Text section:
# DCNH subtypes describtion and examples



## ania194 (Jun 6, 2020)

Hello, I wonder about more examples of types for DCNH theory. 
How does manifest EII with dominating, creative, normalizing and harmonizing subtypes ?
I saw video examples for every subtype IEI and overall beta quadra has more examples in this theory.
How about other quadras ?
the most interesing for me would be more presice describtion or examples of EII subtypes ;>


----------



## counterintuitive (Apr 8, 2011)

I heard Gulenko has a book with _64_ subtype descriptions (16 types x 4 DCNH subtypes). I don't have the the time (or frankly, interest) to read it myself, but it's been recommended to me many times-- something you could check out if you're interested.

I think it's easiest to visualize the DCNH subtypes as secondary temperaments. Your secondary temperament can be an augmentation of your primary temperament. Since Dominant augments Je, it corresponds to Ej temperament. Creative, Ep. Normalizing, Ij. Harmonizing, Ip. Then each of those has two sub-subtypes corresponding to the element that is augmented.

So for example, an EII with (relatively) augmented Te would be a Dominant subtype of EII, and the sub-subtype would be Logical (corresponding to Te) instead of Ethical (corresponding to Fe). An EII with augmented Fi would be a Normalizing Ethical subtype.

There's a good chance this explanation is inaccurate or at least incomplete. I didn't find the DCNH subtypes that helpful, so I didn't look into them that much. But hope it helps.


----------

Records shown:
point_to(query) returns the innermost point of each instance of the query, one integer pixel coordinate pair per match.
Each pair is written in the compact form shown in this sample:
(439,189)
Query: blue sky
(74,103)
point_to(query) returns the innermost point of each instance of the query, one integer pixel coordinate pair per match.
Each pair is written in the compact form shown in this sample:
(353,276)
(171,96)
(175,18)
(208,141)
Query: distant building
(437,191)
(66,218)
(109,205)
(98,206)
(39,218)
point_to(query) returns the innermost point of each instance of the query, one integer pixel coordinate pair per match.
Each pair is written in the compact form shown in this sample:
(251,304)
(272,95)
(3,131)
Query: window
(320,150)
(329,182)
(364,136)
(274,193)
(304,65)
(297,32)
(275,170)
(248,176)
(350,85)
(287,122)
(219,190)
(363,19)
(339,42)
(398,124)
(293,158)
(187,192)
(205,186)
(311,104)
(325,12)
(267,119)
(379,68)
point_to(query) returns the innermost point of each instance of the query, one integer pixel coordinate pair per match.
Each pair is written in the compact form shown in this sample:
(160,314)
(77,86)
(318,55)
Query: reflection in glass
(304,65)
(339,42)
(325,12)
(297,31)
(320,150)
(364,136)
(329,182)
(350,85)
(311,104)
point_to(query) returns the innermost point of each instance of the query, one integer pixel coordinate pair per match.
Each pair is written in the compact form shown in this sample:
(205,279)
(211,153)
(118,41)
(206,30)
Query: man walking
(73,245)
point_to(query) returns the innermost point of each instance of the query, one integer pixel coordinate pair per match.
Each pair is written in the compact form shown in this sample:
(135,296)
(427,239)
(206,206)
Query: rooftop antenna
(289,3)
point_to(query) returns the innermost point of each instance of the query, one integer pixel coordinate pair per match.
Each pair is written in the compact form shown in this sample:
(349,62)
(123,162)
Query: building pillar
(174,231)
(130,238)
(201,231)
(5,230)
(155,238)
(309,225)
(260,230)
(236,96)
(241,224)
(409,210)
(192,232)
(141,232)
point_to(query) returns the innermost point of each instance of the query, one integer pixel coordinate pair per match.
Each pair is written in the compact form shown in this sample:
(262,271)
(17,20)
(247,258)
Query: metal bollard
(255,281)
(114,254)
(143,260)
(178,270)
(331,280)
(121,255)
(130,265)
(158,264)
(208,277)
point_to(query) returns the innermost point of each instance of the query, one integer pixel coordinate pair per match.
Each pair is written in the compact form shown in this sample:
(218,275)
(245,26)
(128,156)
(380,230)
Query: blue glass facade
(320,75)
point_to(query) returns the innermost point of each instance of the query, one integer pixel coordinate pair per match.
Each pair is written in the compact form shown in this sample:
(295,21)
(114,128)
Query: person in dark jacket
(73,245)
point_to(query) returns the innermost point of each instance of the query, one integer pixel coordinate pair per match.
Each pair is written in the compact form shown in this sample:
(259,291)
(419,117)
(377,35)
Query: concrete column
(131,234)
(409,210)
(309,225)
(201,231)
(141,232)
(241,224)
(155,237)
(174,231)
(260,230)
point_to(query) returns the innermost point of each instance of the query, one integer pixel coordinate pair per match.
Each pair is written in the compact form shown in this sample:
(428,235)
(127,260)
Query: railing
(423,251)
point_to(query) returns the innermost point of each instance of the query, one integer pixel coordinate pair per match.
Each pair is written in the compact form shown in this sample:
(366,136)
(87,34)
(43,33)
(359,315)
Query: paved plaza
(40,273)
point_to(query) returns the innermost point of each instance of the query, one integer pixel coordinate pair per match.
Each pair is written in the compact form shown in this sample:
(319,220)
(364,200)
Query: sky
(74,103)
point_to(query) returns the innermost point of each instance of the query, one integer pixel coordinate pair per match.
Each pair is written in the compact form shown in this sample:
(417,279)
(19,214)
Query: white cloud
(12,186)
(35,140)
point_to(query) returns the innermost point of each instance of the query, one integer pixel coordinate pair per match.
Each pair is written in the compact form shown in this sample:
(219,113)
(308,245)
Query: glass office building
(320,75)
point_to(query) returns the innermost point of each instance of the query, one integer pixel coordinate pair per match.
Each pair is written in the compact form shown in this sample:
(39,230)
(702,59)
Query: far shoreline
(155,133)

Task details:
Reproduce the DCNH subtypes thread word for word from "I saw video" up to and including "that is augmented.". None of the items are needed for this work.

Output below:
I saw video examples for every subtype IEI and overall beta quadra has more examples in this theory.
How about other quadras ?
the most interesing for me would be more presice describtion or examples of EII subtypes ;>


----------



## counterintuitive (Apr 8, 2011)

I heard Gulenko has a book with _64_ subtype descriptions (16 types x 4 DCNH subtypes). I don't have the the time (or frankly, interest) to read it myself, but it's been recommended to me many times-- something you could check out if you're interested.

I think it's easiest to visualize the DCNH subtypes as secondary temperaments. Your secondary temperament can be an augmentation of your primary temperament. Since Dominant augments Je, it corresponds to Ej temperament. Creative, Ep. Normalizing, Ij. Harmonizing, Ip. Then each of those has two sub-subtypes corresponding to the element that is augmented.